====== Fragmento del documento ======
Basta también aquí conocerme un poco para entender por qué muchos de los poemas de Antonio Colinas me han deslumbrado; pero lo importante nunca será mi fascinación, sino la belleza que en cada poema se nos ofrece. Realmente el leonés es capaz de crear océanos de luz, de una claridad que crece hacia adentro. Tal vez es lo que tiene el paisaje castellano: vegas, pobladuras, páramos, oteruelos,  montes de silencio y peñas extrañas, todo aquello que desemboca en la mar de Homero: playas nunca pisadas. He seguido, en la medida de mis humildes posibilidades, la trayectoria poética de Antonio Colinas. Quizás fue En lo oscuro (regalado, como algunos más, con una desbordada generosidad que se equivocaba) el primer poemario que leí; pero eso ya no importa. Adquirí algunos de sus poemarios y hace algo más de un año, en marzo de 2011, me hice con la edición que Siruela ha hecho de su obra poética. Grueso y pesado, lo llevo, sin embargo, conmigo en muchas ocasiones por el límpido placer de tener una compañía grata, a veces grave o silenciosa, pero siempre amiga. En este volumen se encuentra La tumba negra, que forma parte del volumen Libro de la mansedumbre. La tumba negra es un largo poema que aprendo a leer estos meses con piedad, sabiendo que cada día muero un poco más, como se dice en uno de los versos:

Debió de ser un abismarse en Dios
desde la mansedumbre de aquel fuego
de sus notas, en las que arderán siempre
las muertes todas que el vivir supone.
====== Material proporcionado ======
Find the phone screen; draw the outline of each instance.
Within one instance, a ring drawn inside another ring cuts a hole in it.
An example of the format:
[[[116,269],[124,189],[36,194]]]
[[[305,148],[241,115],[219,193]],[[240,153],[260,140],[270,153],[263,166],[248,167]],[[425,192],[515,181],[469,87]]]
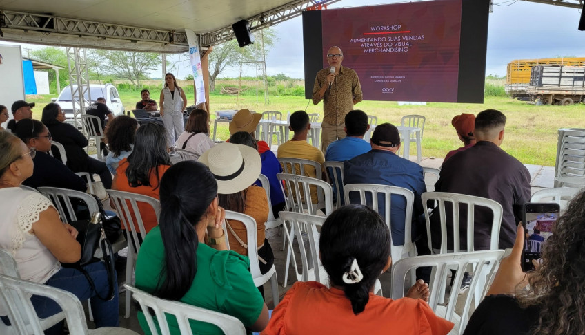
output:
[[[553,235],[560,207],[555,203],[528,202],[524,205],[524,250],[522,266],[525,272],[535,270],[533,260],[539,261],[542,247]]]

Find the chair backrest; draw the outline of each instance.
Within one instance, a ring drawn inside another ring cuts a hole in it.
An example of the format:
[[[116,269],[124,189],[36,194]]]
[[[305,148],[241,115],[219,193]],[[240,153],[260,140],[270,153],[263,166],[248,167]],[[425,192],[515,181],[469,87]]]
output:
[[[88,136],[103,136],[101,120],[97,116],[83,114],[81,116],[81,124]]]
[[[497,264],[504,255],[504,251],[502,250],[457,252],[446,255],[415,256],[397,261],[392,265],[392,283],[393,283],[392,299],[397,299],[404,296],[405,279],[411,269],[414,270],[422,266],[432,266],[433,270],[429,282],[430,297],[428,299],[428,305],[437,315],[451,322],[458,321],[457,319],[460,316],[461,323],[458,329],[459,332],[455,334],[462,334],[467,325],[471,302],[475,296],[471,292],[475,292],[478,285],[483,285],[483,288],[482,288],[481,291],[482,292],[479,299],[483,299],[487,292],[488,284],[495,274],[495,272],[497,268]],[[463,281],[464,273],[468,266],[473,268],[474,272],[469,288],[470,293],[467,294],[461,315],[457,316],[455,312],[455,307],[456,305],[461,306],[460,303],[457,303],[457,299],[464,296],[458,294],[457,292],[452,292],[446,308],[444,306],[439,305],[441,299],[439,288],[444,287],[446,285],[447,272],[450,269],[457,270],[452,287],[460,287]]]
[[[128,284],[124,284],[124,287],[126,290],[132,291],[132,296],[140,304],[142,310],[146,311],[151,308],[155,311],[155,315],[157,316],[157,321],[163,335],[170,334],[168,323],[165,316],[166,314],[174,315],[177,318],[181,334],[195,334],[194,330],[197,329],[191,328],[189,320],[215,325],[226,335],[244,335],[246,334],[246,328],[244,328],[241,321],[230,315],[187,305],[179,301],[171,301],[157,298]],[[155,321],[150,313],[144,313],[144,317],[146,318],[146,323],[148,324],[150,332],[158,334]]]
[[[531,252],[540,252],[540,247],[542,242],[536,240],[530,240],[530,250]]]
[[[67,163],[67,153],[65,152],[65,147],[58,142],[51,141],[51,149],[49,150],[49,155],[53,157],[54,157],[54,155],[53,155],[53,147],[59,151],[59,155],[61,156],[61,161],[63,164]]]
[[[403,116],[401,122],[403,127],[416,127],[417,128],[420,128],[420,138],[422,139],[423,132],[424,131],[424,122],[426,120],[426,118],[424,116],[410,114]],[[415,133],[412,133],[410,134],[410,138],[416,138],[416,134]]]
[[[308,176],[305,171],[307,166],[313,166],[315,169],[315,176],[311,177],[317,179],[321,179],[321,164],[310,160],[304,160],[302,158],[279,158],[278,161],[280,165],[282,166],[282,172],[284,173],[290,173],[292,175]]]
[[[435,191],[435,183],[437,182],[437,180],[439,180],[439,178],[440,177],[440,173],[441,173],[441,171],[439,170],[438,169],[423,166],[422,174],[423,174],[423,175],[424,176],[424,178],[425,178],[425,184],[426,184],[426,177],[429,175],[431,176],[430,178],[430,180],[431,180],[430,182],[430,183],[433,185],[433,188],[429,190],[428,186],[427,186],[427,188],[426,188],[427,191],[428,191],[429,192]]]
[[[10,252],[2,249],[0,249],[0,274],[20,278],[14,258]]]
[[[284,222],[283,227],[284,228],[288,247],[291,250],[293,250],[291,255],[292,256],[292,265],[295,266],[295,270],[297,272],[297,280],[298,281],[315,281],[328,285],[329,278],[326,274],[324,276],[326,272],[324,269],[322,268],[321,260],[319,259],[319,233],[318,231],[321,230],[321,226],[323,226],[326,217],[292,212],[280,212],[280,217]],[[287,222],[288,222],[290,229],[294,229],[297,232],[295,239],[301,255],[302,272],[299,272],[297,268],[295,252],[294,252],[295,250],[294,241],[291,241],[290,233],[286,225]],[[304,231],[305,227],[306,227],[308,237],[308,252],[307,252],[305,247],[304,239],[299,233]],[[317,229],[317,227],[319,227],[319,229]]]
[[[309,113],[309,122],[311,123],[318,122],[319,115],[319,113]]]
[[[277,219],[274,216],[274,212],[272,212],[272,204],[270,200],[270,183],[268,182],[268,178],[260,173],[260,175],[258,176],[258,180],[260,180],[260,184],[262,185],[262,187],[264,188],[264,191],[266,193],[266,199],[268,200],[268,218],[266,220],[266,224],[268,222],[276,221]],[[268,229],[270,227],[266,227],[266,229]]]
[[[66,188],[58,188],[57,187],[39,187],[38,188],[43,195],[49,198],[57,208],[61,219],[63,222],[70,222],[78,219],[75,214],[77,208],[73,206],[71,199],[79,199],[82,200],[88,206],[89,215],[99,211],[97,200],[93,195],[75,190]]]
[[[180,148],[175,148],[175,151],[179,154],[181,161],[195,160],[197,162],[199,159],[199,155],[193,151]]]
[[[122,221],[124,229],[134,241],[137,255],[140,250],[140,243],[146,237],[146,230],[144,229],[144,224],[138,204],[148,204],[152,208],[156,214],[158,224],[159,217],[161,214],[161,203],[157,199],[141,194],[115,190],[106,191],[110,195],[110,202],[114,204],[114,208],[118,212],[118,217]],[[134,221],[135,219],[136,222]],[[138,227],[138,231],[136,230],[136,227]],[[140,234],[141,238],[139,238],[138,234]]]
[[[486,207],[493,214],[493,219],[491,223],[491,231],[490,233],[490,249],[498,248],[499,242],[499,228],[502,225],[502,216],[503,210],[502,205],[497,202],[486,199],[481,197],[474,197],[465,194],[450,193],[448,192],[425,192],[422,195],[423,208],[424,209],[424,219],[426,221],[426,232],[428,235],[428,248],[433,250],[430,239],[430,219],[429,217],[428,202],[435,201],[438,204],[438,213],[441,220],[441,248],[439,253],[444,254],[447,250],[447,219],[445,215],[445,203],[451,203],[453,211],[453,252],[459,252],[461,250],[461,241],[459,236],[459,204],[467,205],[467,250],[474,251],[475,249],[475,206]],[[437,210],[435,208],[435,210]]]
[[[372,133],[374,132],[374,129],[378,125],[378,117],[374,115],[368,116],[368,125],[370,125],[370,129],[366,131],[364,135],[364,140],[366,142],[370,142],[370,138],[372,137]]]
[[[344,201],[344,162],[329,161],[323,163],[325,169],[325,175],[327,181],[335,188],[337,197],[335,198],[335,209],[341,207]]]
[[[286,200],[286,210],[304,213],[304,210],[306,210],[313,215],[317,215],[319,209],[324,209],[327,215],[333,211],[333,191],[327,182],[290,173],[276,175],[279,181],[284,182],[283,193]],[[315,202],[310,193],[311,187],[317,188],[317,199]]]
[[[30,296],[34,294],[53,300],[62,312],[39,319]],[[46,285],[0,274],[0,297],[6,302],[8,318],[17,334],[42,334],[43,329],[63,318],[67,320],[70,334],[87,334],[88,325],[81,303],[72,293]],[[1,321],[0,321],[1,322]]]
[[[272,120],[272,118],[275,120],[281,121],[282,113],[277,111],[266,111],[262,113],[262,118],[264,120]]]
[[[411,239],[406,238],[412,235],[412,221],[413,221],[413,206],[415,203],[415,194],[412,191],[404,188],[402,187],[391,186],[388,185],[380,185],[377,184],[348,184],[344,186],[344,196],[345,197],[346,204],[355,204],[350,201],[350,195],[355,192],[359,195],[359,201],[358,204],[366,205],[372,208],[376,212],[380,213],[380,205],[378,203],[378,196],[381,195],[384,197],[384,221],[388,225],[388,228],[392,231],[390,227],[390,206],[392,206],[392,195],[396,195],[403,197],[406,201],[406,207],[404,213],[404,222],[400,222],[398,224],[404,225],[404,249],[410,250],[412,248]],[[366,199],[366,195],[368,195],[368,198],[371,198],[372,202],[368,203]],[[397,224],[397,223],[395,223]],[[392,245],[395,246],[394,242]]]
[[[559,204],[561,212],[566,210],[569,202],[575,197],[582,188],[577,187],[556,187],[537,191],[532,195],[531,202],[546,202],[551,200]]]

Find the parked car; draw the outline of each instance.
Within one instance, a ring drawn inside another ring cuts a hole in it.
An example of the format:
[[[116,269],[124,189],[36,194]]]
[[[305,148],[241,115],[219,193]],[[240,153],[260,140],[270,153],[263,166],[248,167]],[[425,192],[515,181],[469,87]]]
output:
[[[120,100],[120,96],[118,94],[118,90],[116,87],[112,84],[90,84],[89,94],[88,91],[84,94],[86,101],[90,104],[95,102],[95,100],[98,98],[103,98],[106,99],[106,105],[108,108],[112,111],[115,116],[123,115],[124,114],[124,105]],[[90,100],[91,96],[91,100]],[[71,98],[71,88],[69,85],[66,86],[59,94],[57,98],[51,99],[53,102],[57,102],[61,106],[63,111],[65,112],[65,118],[66,122],[71,123],[74,122],[73,118],[73,101]],[[76,103],[79,109],[79,105]],[[81,121],[80,121],[81,122]],[[79,126],[81,124],[78,125]]]

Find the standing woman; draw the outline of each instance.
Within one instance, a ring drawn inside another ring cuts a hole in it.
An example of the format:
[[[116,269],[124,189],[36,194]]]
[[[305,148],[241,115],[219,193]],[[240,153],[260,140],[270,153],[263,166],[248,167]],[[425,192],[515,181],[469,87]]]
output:
[[[0,125],[6,122],[8,120],[8,109],[6,108],[6,106],[3,105],[0,105]],[[2,131],[4,129],[4,127],[0,126],[0,131]]]
[[[187,107],[187,97],[171,73],[165,74],[165,86],[161,91],[161,116],[166,129],[167,144],[175,153],[175,140],[185,130],[183,111]],[[175,136],[176,134],[176,136]]]

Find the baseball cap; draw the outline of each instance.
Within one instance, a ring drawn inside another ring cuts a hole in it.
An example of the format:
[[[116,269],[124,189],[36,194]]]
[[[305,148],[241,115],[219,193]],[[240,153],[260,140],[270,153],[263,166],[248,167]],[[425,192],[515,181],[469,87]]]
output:
[[[456,115],[451,120],[451,125],[455,128],[458,134],[473,138],[473,130],[475,128],[475,116],[468,113]]]
[[[382,123],[374,129],[371,140],[376,145],[393,148],[400,144],[400,133],[395,125]]]
[[[14,101],[14,103],[12,104],[12,107],[10,109],[12,110],[12,113],[15,113],[19,108],[22,108],[23,107],[30,106],[30,108],[34,107],[34,102],[28,103],[23,100],[19,100],[17,101]]]

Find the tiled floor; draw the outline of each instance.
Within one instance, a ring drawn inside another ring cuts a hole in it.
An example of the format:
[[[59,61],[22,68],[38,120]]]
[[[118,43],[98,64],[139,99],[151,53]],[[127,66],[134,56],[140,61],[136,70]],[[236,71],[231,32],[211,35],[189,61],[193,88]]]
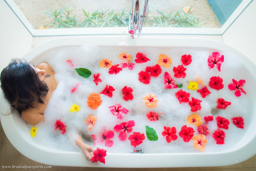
======
Ejercicio propuesto 1: Según el fragmento sobre Antonio Colinas, ¿en qué mes y año consiguió quien escribe la edición de Siruela de su obra poética?
Ejercicio propuesto 2: Enumera todos los elementos del paisaje castellano que nombra el fragmento sobre Antonio Colinas.
Ejercicio propuesto 3: Prosigue el fragmento sobre Antonio Colinas a partir de los versos con que termina.
Las filas no tienen relación alguna con el fragmento.

Respuesta 1: En marzo de 2011.

Respuesta 2: Vegas, pobladuras, páramos, oteruelos, montes de silencio y peñas extrañas.

Respuesta 3:
Catres, frío sin leña, los primeros
dineros que se ganan, el comer
para morir un poco cada día, y esa soledad
vacía (¡mas tan llena!) de la plegaria mansa.

            En alejandrinos, endecasílabos o heptasílabos, Antonio Colinas nos asoma al mundo de una manera prodigiosa; esta vez rememorando—incluso diría celebrando—la tumba de J. S. Bach en la iglesia de Santo Tomás de Leipzig. Y crea poesía como música. Cierto: lo normal no es que un poeta hable (en la calle, pidiendo el pan o el paquete de tabaco) en alejandrinos; no se mantiene en la sobremesa el endecasílabo o el heptasílabo exacto, frecuentes en Colinas. No obstante, su métrica es natural, pero de naturaleza humana: hecho también de trabajo. Al primer impulso, quizás el primer verso, siguen otras llamadas más fatigosas y, después, el esfuerzo de la labor última para que el pulido no destruya lo que por puro milagro ha llegado a la existencia. No lo sé; sólo lo intuyo, pero Colinas debió retocar, pulir y leer muchas veces los versos de La tumba negra para que nosotros, agraciados lectores (pues aquí en la lectura acontece la gracia: el don de lo que no mereces), podamos disfrutar tanto con el poemario.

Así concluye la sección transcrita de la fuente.